- THE PROBLEM -
Copy the lines below word for word, starting with the line containing "A test script needs to interact with the window." and going on through the line containing "[151,370,248,421]".

── STORED DATA

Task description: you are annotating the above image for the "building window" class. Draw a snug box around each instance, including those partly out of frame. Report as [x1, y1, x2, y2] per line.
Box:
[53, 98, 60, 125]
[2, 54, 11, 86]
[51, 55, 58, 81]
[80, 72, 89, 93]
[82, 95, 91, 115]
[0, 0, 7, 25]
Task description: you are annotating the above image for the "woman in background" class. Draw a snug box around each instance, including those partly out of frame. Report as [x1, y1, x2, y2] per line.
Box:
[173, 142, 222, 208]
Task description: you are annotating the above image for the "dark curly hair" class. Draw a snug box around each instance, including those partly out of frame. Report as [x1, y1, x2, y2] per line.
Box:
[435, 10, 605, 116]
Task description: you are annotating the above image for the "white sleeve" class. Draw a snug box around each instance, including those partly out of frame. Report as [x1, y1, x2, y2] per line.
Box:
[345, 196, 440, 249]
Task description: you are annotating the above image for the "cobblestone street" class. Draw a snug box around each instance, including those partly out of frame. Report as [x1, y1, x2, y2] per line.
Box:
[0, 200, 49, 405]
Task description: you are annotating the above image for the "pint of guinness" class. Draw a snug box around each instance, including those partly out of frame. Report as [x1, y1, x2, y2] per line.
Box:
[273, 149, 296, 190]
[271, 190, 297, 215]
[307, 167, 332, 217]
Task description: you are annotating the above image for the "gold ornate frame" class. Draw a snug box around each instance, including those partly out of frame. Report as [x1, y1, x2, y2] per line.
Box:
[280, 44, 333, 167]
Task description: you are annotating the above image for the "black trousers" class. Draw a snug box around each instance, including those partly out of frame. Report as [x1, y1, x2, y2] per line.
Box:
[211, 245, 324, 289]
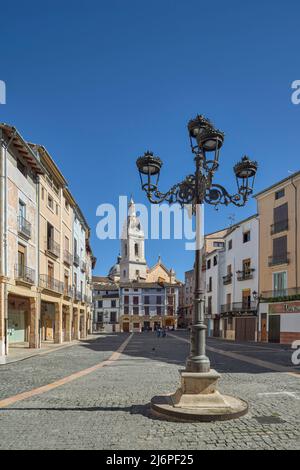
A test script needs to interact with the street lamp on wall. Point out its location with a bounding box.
[136,115,258,421]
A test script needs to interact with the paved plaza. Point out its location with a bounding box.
[0,331,300,450]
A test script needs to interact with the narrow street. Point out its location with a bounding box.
[0,332,300,449]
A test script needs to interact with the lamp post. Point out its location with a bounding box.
[136,115,258,421]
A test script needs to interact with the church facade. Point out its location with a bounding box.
[94,199,182,332]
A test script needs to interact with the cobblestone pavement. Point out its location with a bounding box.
[0,332,300,450]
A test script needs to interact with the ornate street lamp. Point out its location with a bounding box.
[136,115,258,421]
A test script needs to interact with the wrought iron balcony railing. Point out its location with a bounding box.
[80,260,86,273]
[236,268,255,281]
[15,264,35,284]
[18,215,31,238]
[271,219,289,235]
[40,274,64,294]
[223,273,232,285]
[64,285,73,298]
[46,238,60,258]
[269,253,290,266]
[221,301,257,313]
[260,287,300,302]
[64,250,73,266]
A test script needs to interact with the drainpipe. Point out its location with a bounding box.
[36,175,42,348]
[292,180,299,288]
[0,127,17,355]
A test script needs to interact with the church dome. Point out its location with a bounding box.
[108,255,121,277]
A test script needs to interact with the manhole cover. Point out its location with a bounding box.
[254,416,286,424]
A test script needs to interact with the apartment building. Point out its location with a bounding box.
[255,171,300,344]
[215,214,259,341]
[0,124,95,356]
[0,124,44,356]
[93,274,120,333]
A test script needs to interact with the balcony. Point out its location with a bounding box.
[268,253,290,266]
[73,253,79,266]
[40,274,64,294]
[221,300,257,314]
[74,289,83,302]
[260,287,300,302]
[64,250,73,266]
[63,286,73,299]
[46,238,60,258]
[223,273,232,285]
[15,264,35,285]
[236,268,255,281]
[80,261,86,273]
[271,219,289,235]
[18,215,31,238]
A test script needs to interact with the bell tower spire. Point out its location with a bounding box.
[120,196,147,282]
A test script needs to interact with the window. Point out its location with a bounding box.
[213,242,224,248]
[273,236,287,263]
[134,243,139,256]
[275,189,285,200]
[48,261,54,279]
[47,222,54,250]
[17,158,27,178]
[48,194,53,210]
[97,313,103,323]
[243,258,251,275]
[110,312,117,323]
[18,243,26,278]
[243,230,250,243]
[273,271,287,295]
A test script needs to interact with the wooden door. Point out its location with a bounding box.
[260,313,267,341]
[269,315,280,343]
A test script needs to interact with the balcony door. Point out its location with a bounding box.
[273,271,287,296]
[242,289,251,309]
[18,243,26,278]
[47,222,54,250]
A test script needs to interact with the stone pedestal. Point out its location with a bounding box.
[151,370,248,421]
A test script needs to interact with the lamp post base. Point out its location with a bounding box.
[151,369,248,421]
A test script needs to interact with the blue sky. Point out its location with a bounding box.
[0,0,300,278]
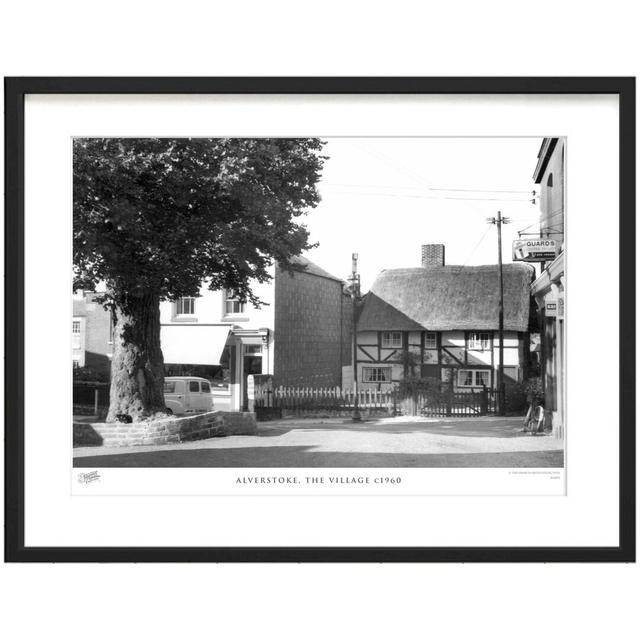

────

- THE SOLUTION -
A test script needs to interact with the window. Point out its location with a bounding box.
[213,242,224,248]
[273,236,287,263]
[134,243,139,256]
[275,189,285,200]
[48,261,54,279]
[47,222,54,250]
[17,158,27,178]
[48,194,53,210]
[97,313,103,323]
[243,258,251,275]
[110,312,117,323]
[18,243,26,278]
[243,230,250,243]
[273,271,287,295]
A test script needs to interact with the wooden door. Point out its location with a bounding box.
[260,313,267,341]
[269,315,280,343]
A test script needs to interact with the balcony door. Point out its location with a bounding box.
[273,271,287,296]
[242,289,251,309]
[18,243,26,278]
[47,222,54,250]
A test script needs to interact with the stone pedestal. Point out its location with a bounding box.
[151,370,248,421]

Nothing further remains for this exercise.